The 2006 Egypt Cup final was the 74th final of the Egypt Cup, Africa's oldest football cup competition. It was played on 16 June 2006 at Cairo Stadium in Cairo and was contested between Al Ahly and Zamalek. The winners would have entered the 2007 CAF Confederation Cup if they had not already qualified. However, since Al Ahly and Zamalek already qualified for the 2007 CAF Champions League, the Confederation Cup entry went to Ismaily, as they achieved the fourth place in the league.

# # #

**YOUR TASK**
Copy out the paragraph about the 2006 Egypt Cup final word for word, with nothing changed.

# # #

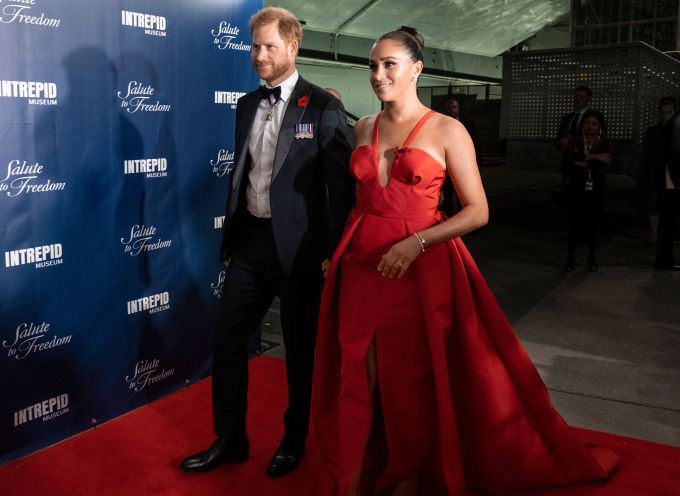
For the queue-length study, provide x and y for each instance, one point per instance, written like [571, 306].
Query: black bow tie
[266, 93]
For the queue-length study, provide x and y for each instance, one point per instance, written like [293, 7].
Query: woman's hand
[397, 260]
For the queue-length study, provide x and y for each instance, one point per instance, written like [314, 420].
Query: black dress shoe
[667, 267]
[285, 460]
[221, 451]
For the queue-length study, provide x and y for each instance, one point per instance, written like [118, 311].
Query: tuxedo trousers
[254, 278]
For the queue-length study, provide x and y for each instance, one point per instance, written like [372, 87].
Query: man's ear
[293, 46]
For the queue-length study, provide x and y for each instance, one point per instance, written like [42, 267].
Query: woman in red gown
[421, 386]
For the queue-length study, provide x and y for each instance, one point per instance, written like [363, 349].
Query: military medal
[304, 131]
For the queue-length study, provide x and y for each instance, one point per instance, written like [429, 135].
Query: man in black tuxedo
[290, 195]
[571, 125]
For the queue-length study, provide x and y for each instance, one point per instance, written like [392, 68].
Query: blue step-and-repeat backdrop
[116, 144]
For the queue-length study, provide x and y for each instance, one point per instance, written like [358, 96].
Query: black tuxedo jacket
[311, 190]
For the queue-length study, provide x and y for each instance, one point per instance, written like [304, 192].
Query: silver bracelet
[421, 241]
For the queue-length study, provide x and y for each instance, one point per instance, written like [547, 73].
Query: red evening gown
[460, 405]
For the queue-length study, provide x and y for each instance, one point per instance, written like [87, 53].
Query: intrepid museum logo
[153, 304]
[31, 338]
[223, 164]
[141, 240]
[152, 25]
[219, 284]
[228, 97]
[152, 167]
[45, 410]
[20, 12]
[37, 92]
[41, 256]
[147, 372]
[137, 98]
[225, 37]
[23, 178]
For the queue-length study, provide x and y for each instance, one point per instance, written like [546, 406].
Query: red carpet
[138, 454]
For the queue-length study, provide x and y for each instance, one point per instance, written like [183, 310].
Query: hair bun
[415, 34]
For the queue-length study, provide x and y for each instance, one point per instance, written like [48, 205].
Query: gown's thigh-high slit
[387, 393]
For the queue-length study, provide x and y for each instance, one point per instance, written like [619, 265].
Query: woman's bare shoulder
[363, 130]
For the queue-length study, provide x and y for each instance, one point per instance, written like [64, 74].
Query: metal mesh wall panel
[627, 82]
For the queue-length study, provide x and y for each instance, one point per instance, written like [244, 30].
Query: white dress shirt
[264, 135]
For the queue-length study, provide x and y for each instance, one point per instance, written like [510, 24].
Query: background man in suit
[449, 203]
[669, 211]
[571, 125]
[290, 195]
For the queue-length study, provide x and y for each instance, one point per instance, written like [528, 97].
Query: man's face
[273, 57]
[666, 113]
[453, 108]
[581, 100]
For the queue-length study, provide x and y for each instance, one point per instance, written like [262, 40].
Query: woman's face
[591, 125]
[392, 70]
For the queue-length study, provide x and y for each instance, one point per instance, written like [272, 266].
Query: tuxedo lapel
[293, 116]
[244, 125]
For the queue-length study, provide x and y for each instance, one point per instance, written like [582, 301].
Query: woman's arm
[462, 167]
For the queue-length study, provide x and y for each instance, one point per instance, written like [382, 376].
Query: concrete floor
[607, 344]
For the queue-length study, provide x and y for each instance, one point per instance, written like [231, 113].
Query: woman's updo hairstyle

# # #

**TASK ANSWER**
The 2006 Egypt Cup final was the 74th final of the Egypt Cup, Africa's oldest football cup competition. It was played on 16 June 2006 at Cairo Stadium in Cairo and was contested between Al Ahly and Zamalek. The winners would have entered the 2007 CAF Confederation Cup if they had not already qualified. However, since Al Ahly and Zamalek already qualified for the 2007 CAF Champions League, the Confederation Cup entry went to Ismaily, as they achieved the fourth place in the league.